*WHAT YOU HAVE TO DO*: Reproduce the passage on OCR-enabled structured extraction in Box AI word for word.

BEGIN SELECTED PASSAGE

Practical applications
With OCR-enabled structured extraction, you can build:
- Invoice processing systems that extract vendor info, line items, and totals from scanned invoices
- Receipt management for expense tracking applications
- Document classification pipelines that extract key fields from forms
- Multilingual document processing for global operations
- Automated data entry from images uploaded by users
Getting started
- Set up Box AI: Ensure your Box instance has Box AI enabled
- Create metadata templates: Define your data schema or use Box AI to suggest one
- Call the extraction API: Pass image file IDs and your template key
- Process the results: The API returns structured JSON matching your template
For detailed API documentation, check the Box AI Developer Documentation.
If you want to experiment with the MCP server approach, check out the Box Community MCP Server repository.
Conclusion
Adding OCR to Box AI’s structured extraction endpoints removes a common preprocessing bottleneck. You can now build document processing workflows that handle images natively, without conversion steps. Combined with the ability to programmatically create metadata templates (or have Box AI suggest them), this creates a flexible foundation for intelligent document management systems.
The real value isn’t in the technology itself. It’s in what you can build with it. Eliminating the PDF conversion step and supporting multiple languages means fewer moving parts in your architecture and broader applicability across markets.
Now go build something useful with it.

END SELECTED PASSAGE
BEGIN MATERIAL PROVIDED

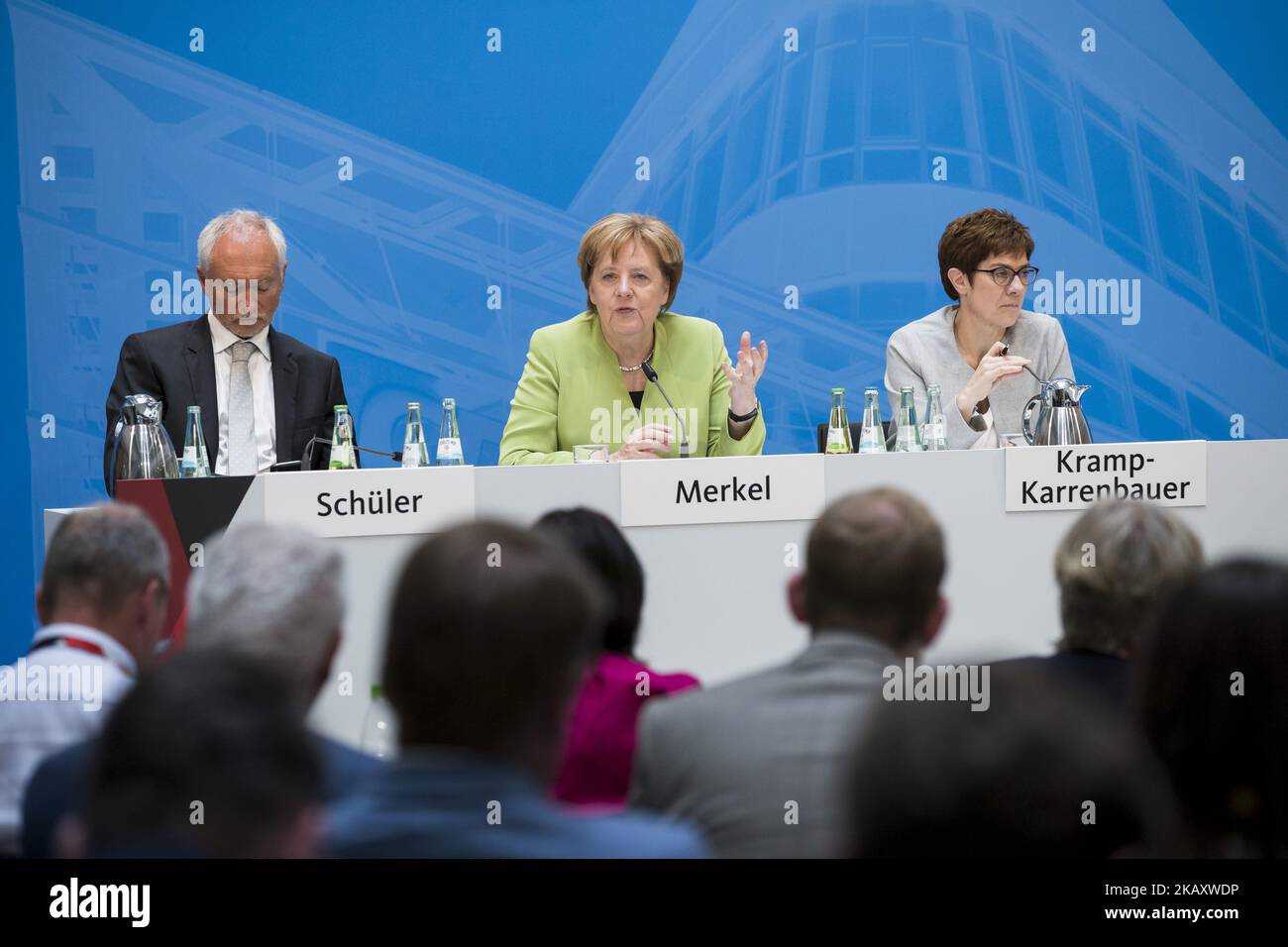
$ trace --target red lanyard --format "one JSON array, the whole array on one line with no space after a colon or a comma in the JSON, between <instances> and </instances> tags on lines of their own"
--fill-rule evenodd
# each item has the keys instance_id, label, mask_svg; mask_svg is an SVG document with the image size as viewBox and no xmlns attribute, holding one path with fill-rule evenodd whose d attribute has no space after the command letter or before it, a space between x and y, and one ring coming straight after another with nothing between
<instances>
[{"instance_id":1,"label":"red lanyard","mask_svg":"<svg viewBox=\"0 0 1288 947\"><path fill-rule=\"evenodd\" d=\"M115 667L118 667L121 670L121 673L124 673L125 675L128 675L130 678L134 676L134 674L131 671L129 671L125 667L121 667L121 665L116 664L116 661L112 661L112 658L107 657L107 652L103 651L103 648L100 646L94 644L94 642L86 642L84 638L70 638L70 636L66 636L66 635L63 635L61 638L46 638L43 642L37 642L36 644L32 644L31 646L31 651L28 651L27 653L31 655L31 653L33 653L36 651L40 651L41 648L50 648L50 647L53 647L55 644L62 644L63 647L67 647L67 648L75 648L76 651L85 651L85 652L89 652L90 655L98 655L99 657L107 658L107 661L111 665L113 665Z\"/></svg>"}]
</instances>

END MATERIAL PROVIDED
BEGIN MATERIAL PROVIDED

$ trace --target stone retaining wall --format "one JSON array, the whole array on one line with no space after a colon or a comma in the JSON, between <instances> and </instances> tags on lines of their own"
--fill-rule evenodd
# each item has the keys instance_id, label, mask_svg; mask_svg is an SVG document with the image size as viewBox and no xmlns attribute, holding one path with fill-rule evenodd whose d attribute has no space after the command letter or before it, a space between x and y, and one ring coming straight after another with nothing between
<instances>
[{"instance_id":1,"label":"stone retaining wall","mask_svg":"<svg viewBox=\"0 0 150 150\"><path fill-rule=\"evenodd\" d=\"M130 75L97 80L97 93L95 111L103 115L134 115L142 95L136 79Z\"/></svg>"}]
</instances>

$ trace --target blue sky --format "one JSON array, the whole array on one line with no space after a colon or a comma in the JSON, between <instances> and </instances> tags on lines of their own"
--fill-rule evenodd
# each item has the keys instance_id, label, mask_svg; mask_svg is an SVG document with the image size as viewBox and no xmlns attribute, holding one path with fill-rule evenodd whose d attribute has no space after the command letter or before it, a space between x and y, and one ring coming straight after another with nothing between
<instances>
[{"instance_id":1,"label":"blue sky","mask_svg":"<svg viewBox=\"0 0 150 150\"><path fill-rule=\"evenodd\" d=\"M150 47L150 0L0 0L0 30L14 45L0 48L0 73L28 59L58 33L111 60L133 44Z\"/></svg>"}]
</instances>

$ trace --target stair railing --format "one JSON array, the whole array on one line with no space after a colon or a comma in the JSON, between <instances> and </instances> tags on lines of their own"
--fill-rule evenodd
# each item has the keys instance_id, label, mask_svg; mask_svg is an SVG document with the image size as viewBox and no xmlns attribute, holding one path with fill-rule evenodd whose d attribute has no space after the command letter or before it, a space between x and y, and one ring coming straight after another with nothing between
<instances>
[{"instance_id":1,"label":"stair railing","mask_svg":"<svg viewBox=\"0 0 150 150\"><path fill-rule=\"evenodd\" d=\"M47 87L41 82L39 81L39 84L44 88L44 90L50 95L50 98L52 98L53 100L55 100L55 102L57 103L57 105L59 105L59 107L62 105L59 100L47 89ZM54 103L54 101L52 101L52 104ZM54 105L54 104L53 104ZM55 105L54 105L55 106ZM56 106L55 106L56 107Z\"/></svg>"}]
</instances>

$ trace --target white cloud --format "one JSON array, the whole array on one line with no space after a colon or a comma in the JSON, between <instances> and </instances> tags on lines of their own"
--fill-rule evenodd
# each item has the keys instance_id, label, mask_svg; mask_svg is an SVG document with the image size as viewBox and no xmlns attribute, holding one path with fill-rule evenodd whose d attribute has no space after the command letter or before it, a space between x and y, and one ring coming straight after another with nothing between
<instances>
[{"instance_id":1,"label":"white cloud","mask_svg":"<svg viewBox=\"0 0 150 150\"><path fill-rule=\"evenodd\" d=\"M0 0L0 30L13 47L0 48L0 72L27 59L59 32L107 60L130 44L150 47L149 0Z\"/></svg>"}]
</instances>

END MATERIAL PROVIDED

*RESULT OF THE TASK*:
Practical applications
With OCR-enabled structured extraction, you can build:
- Invoice processing systems that extract vendor info, line items, and totals from scanned invoices
- Receipt management for expense tracking applications
- Document classification pipelines that extract key fields from forms
- Multilingual document processing for global operations
- Automated data entry from images uploaded by users
Getting started
- Set up Box AI: Ensure your Box instance has Box AI enabled
- Create metadata templates: Define your data schema or use Box AI to suggest one
- Call the extraction API: Pass image file IDs and your template key
- Process the results: The API returns structured JSON matching your template
For detailed API documentation, check the Box AI Developer Documentation.
If you want to experiment with the MCP server approach, check out the Box Community MCP Server repository.
Conclusion
Adding OCR to Box AI’s structured extraction endpoints removes a common preprocessing bottleneck. You can now build document processing workflows that handle images natively, without conversion steps. Combined with the ability to programmatically create metadata templates (or have Box AI suggest them), this creates a flexible foundation for intelligent document management systems.
The real value isn’t in the technology itself. It’s in what you can build with it. Eliminating the PDF conversion step and supporting multiple languages means fewer moving parts in your architecture and broader applicability across markets.
Now go build something useful with it.